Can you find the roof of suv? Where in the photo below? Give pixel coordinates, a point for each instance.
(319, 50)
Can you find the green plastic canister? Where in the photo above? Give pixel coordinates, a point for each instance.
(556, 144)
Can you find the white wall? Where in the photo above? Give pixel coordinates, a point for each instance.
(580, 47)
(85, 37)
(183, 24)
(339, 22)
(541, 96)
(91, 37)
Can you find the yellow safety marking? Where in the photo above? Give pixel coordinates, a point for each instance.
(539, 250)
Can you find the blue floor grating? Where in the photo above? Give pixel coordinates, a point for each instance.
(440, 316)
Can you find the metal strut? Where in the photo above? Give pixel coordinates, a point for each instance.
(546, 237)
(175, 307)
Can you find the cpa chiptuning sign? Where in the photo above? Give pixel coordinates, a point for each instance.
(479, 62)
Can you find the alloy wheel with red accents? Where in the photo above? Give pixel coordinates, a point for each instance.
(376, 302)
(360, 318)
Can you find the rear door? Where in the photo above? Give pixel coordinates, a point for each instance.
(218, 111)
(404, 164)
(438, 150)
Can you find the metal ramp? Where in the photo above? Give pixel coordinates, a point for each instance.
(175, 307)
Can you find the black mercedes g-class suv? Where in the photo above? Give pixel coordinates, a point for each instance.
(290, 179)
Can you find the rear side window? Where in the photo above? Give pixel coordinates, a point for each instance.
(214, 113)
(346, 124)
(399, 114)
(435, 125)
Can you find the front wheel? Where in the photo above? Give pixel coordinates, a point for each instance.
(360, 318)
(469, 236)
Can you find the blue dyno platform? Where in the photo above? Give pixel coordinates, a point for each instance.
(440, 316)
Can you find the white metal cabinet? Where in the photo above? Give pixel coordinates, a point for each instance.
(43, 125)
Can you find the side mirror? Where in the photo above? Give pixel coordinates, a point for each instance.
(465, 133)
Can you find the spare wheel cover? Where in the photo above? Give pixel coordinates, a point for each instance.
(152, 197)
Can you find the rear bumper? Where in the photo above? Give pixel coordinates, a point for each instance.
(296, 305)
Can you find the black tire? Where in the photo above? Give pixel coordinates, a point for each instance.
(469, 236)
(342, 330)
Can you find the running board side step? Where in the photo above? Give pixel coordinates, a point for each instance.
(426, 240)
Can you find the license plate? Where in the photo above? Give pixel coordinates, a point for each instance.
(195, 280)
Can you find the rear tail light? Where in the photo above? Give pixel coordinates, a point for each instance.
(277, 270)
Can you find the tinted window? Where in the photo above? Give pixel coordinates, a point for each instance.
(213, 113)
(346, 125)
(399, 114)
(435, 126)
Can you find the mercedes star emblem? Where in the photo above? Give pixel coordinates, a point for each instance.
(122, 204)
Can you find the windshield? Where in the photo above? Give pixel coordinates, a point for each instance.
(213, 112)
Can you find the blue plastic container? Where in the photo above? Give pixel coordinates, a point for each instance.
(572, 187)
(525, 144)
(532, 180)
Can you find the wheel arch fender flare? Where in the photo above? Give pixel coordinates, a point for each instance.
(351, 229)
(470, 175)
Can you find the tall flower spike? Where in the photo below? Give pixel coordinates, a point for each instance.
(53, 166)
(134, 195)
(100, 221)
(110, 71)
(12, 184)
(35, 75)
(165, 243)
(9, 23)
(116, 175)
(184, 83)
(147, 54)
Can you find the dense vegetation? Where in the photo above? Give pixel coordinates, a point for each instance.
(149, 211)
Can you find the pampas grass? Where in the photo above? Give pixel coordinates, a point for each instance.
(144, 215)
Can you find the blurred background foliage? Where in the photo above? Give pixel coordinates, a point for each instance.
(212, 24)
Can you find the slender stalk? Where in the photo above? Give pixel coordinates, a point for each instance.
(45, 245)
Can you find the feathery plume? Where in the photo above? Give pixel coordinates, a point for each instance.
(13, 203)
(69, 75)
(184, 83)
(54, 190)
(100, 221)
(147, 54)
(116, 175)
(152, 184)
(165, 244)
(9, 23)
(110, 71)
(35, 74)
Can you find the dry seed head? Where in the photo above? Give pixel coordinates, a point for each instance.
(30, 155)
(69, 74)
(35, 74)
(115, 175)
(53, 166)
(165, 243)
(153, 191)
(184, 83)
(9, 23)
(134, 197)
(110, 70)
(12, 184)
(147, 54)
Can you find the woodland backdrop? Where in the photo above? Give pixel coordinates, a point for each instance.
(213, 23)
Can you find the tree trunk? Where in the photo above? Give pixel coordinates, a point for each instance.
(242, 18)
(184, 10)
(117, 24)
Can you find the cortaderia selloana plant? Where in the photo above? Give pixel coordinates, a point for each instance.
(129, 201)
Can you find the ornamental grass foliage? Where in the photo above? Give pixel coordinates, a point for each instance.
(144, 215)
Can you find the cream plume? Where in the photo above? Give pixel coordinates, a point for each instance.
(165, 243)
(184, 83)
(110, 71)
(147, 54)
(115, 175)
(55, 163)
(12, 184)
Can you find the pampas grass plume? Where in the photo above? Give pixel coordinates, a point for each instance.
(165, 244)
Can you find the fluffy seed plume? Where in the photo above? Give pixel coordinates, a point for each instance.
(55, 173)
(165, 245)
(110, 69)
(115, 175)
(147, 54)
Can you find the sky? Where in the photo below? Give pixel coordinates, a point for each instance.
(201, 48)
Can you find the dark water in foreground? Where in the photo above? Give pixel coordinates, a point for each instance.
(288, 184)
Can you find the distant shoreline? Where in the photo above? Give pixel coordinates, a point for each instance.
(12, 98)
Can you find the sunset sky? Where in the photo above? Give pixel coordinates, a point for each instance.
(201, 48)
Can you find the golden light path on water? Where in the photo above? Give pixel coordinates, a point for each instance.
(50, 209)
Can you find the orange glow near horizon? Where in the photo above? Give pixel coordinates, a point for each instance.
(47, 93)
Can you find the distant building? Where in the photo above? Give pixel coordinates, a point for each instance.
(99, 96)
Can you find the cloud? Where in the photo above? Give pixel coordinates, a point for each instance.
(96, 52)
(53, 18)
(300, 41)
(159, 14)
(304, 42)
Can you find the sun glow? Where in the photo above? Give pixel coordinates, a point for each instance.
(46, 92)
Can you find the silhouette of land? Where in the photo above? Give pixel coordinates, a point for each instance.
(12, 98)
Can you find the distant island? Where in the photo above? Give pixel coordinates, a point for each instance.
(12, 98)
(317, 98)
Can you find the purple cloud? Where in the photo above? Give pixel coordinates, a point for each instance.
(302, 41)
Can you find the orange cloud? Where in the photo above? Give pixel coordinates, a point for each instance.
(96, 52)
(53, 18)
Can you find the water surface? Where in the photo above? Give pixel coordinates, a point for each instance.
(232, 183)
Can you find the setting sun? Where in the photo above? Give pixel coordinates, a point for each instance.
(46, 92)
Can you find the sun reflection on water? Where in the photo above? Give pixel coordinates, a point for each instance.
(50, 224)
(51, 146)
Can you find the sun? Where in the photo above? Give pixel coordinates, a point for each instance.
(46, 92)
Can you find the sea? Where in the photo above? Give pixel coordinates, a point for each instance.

*What to produce*: Copy each record from above without leaving any out.

*Task response*:
Can you find the roof of suv? Where in the photo below? Give pixel coordinates, a point for each instance.
(319, 50)
Can you find the green plastic canister? Where in the photo above? Give pixel coordinates, a point for each instance.
(556, 144)
Can you find the white wall? Where in the photo above? Give pixel coordinates, a point for each instance.
(580, 47)
(85, 37)
(183, 24)
(339, 22)
(541, 96)
(91, 37)
Can you find the yellow safety marking? Where in the photo above? Give pixel coordinates, a point for each instance.
(539, 250)
Can you find the blue floor grating? Where in the photo above? Give pixel coordinates, a point for each instance.
(440, 316)
Can you find the metal strut? Where in the photo above? Give pixel coordinates, a point for each instance.
(546, 237)
(175, 307)
Can you find the cpa chiptuning sign? Where in the photo above? Give pixel coordinates, a point for each instance.
(479, 62)
Can you find the alloy wheel with red accents? Where in the photo above? Give pixel coordinates, a point for each instance.
(376, 302)
(360, 318)
Can you find the rear door? Where in the photo above? Give pixel coordinates, a point for each instance.
(218, 111)
(404, 164)
(438, 150)
Can you find the metal ramp? Where in the photo above? Give pixel coordinates, a point for each instance.
(175, 307)
Can you find the black mercedes g-class suv? Where in the photo above? Give pixel coordinates, a point for each instance.
(290, 179)
Can you find the rear side window? Where in the photo above? Give pixel coordinates, a point for each instance.
(214, 113)
(346, 124)
(399, 114)
(435, 125)
Can you find the front wheel? Where in the photo above? Give pixel coordinates, a point for each instance.
(360, 318)
(469, 236)
Can you find the blue dyno platform? Where in the photo above? Give pixel coordinates, a point for each instance.
(440, 316)
Can you find the white metal cabinet? Where in the photo above? Give pixel coordinates, a point for each instance.
(43, 125)
Can you find the side mirror? Where in the photo above? Give pixel coordinates, a point for each instance.
(465, 133)
Can you find the spare wheel cover? Where in the photo above? Give pixel coordinates, a point for each instance.
(152, 197)
Can you find the rear bumper? Where in the photo above? Give pixel coordinates, a point for each instance.
(296, 305)
Can you find the black tire? Where in the photo above? Give pixel coordinates, a point for each instance.
(469, 236)
(342, 330)
Can you find the running board side step? Where in the photo above? Give pixel coordinates, a point for each instance.
(426, 240)
Can you find the license plate? Where in the photo above? Give pixel coordinates, a point for each instance.
(195, 280)
Can you find the rear tail light? Where in the photo above? Give pixel coordinates, a point for each instance.
(277, 270)
Can you find the tinted window? Where in the photo above? Give pixel coordinates, a point for each instance.
(213, 113)
(346, 125)
(399, 114)
(435, 126)
Can you find the mercedes star emblem? Where in the photo above? Give pixel coordinates, a point for each instance.
(122, 204)
Can you find the windshield? Where in the photo above? Give pixel coordinates, a point for each instance.
(213, 112)
Can you find the blue plastic container? Where in the photo above? Give pixel coordinates, a point for each instance.
(572, 187)
(525, 144)
(532, 180)
Can you find the wheel arch fender flare? Where in the photo above? Give pixel coordinates, a point for each instance.
(351, 229)
(470, 175)
Can you find the tall flower spike? Where in the photo below? Give pixel coordinates, a point for each instance.
(53, 166)
(134, 195)
(100, 221)
(110, 71)
(12, 184)
(35, 75)
(165, 243)
(9, 23)
(116, 175)
(184, 83)
(147, 54)
Can you find the dense vegetation? Where in the photo above? Give pixel coordinates, a point for each instance.
(149, 211)
Can you find the pampas grass? Where in the photo above? Give pixel coordinates, a point for each instance.
(144, 215)
Can you find the blurred background foliage? Where in the photo above? Give pixel coordinates, a point for each instance.
(212, 24)
Can you find the slender stalk? Where in the photo above? Give pixel coordinates, a point for each instance.
(45, 245)
Can you find the feathery plume? Where in the photo above? Give pixel coordinates, a point for each instance.
(13, 203)
(69, 75)
(184, 83)
(54, 190)
(100, 221)
(147, 54)
(116, 175)
(152, 184)
(165, 244)
(9, 23)
(110, 71)
(35, 74)
Can you find the dry seed head? Where in the photo above? Give pixel coordinates, a point for each instance.
(30, 155)
(69, 74)
(35, 74)
(115, 175)
(53, 166)
(165, 243)
(153, 191)
(184, 83)
(9, 23)
(134, 197)
(110, 70)
(12, 184)
(147, 54)
Can you find the woodland backdrop? Where in the photo above? Give pixel coordinates, a point for each instance.
(213, 23)
Can you find the tree trunk? Where in the photo above? Give pixel coordinates, a point for each instance.
(242, 18)
(184, 10)
(117, 24)
Can you find the cortaderia selloana plant? Where in the photo above? Give pixel coordinates, a point for each instance.
(129, 201)
Can you find the ornamental grass foliage? Where in the photo above? Give pixel coordinates, a point for each instance.
(144, 215)
Can you find the cream plume? Where in the photo above? Give pixel coordinates, a point for each instance.
(165, 243)
(184, 83)
(110, 71)
(147, 54)
(115, 175)
(55, 163)
(12, 184)
Can you find the pampas grass plume? Where in the photo above? Give pixel coordinates, a point for each instance.
(165, 244)
Can you find the fluffy seed plume? Where in the photo above? Give pixel coordinates, a point for each instance.
(55, 173)
(165, 245)
(110, 69)
(115, 175)
(147, 54)
Can you find the sky? Where in the photo below? Give pixel coordinates, a point for each instance.
(201, 48)
Can you find the dark water in foreground? Where in the photo above? Give pixel coordinates, a point for each instance.
(288, 184)
Can you find the distant shoreline? Where in the photo above? Give pixel coordinates, a point for each instance.
(12, 98)
Can you find the sunset sky? Where in the photo above? Give pixel coordinates, a point for each instance.
(201, 48)
Can you find the golden light path on water? Where in the photo above? Give pixel coordinates, a point for each instance.
(50, 209)
Can you find the orange glow near horizon? Where in the photo above? Give pixel coordinates, a point for each instance.
(47, 93)
Can you find the distant building? Where in the photo above? Give pixel coordinates, a point for each instance.
(99, 96)
Can you find the cloud? Where in the photo above? Give pixel coordinates, a point for each instance.
(96, 52)
(53, 18)
(300, 41)
(159, 14)
(304, 42)
Can you find the sun glow? Where in the photo above? Give pixel coordinates, a point for each instance.
(46, 92)
Can you find the silhouette of land? Where in the photo above? Give pixel coordinates, a point for each instance.
(12, 98)
Can you find the distant island? Where in the photo above? Give pixel coordinates, a point for each instance.
(12, 98)
(317, 98)
Can you find the purple cloud? Where in the photo above? Give pixel coordinates, a point for each instance.
(302, 41)
Can you find the orange cloud? Where in the photo above? Give pixel coordinates, a point for each instance.
(96, 52)
(53, 18)
Can you find the water surface? Where in the photo above? Give pixel coordinates, a point for each instance.
(232, 183)
Can you find the setting sun? Where in the photo above? Give pixel coordinates, a point for each instance.
(46, 92)
Can you find the sun reflection on water? Where in the photo above? Give pixel coordinates, a point for each instance.
(50, 224)
(51, 146)
Can you find the sun? Where in the photo above? Give pixel coordinates, a point for each instance.
(46, 92)
Can you find the sea? Where in the photo above? Give pixel coordinates, a point for each instance.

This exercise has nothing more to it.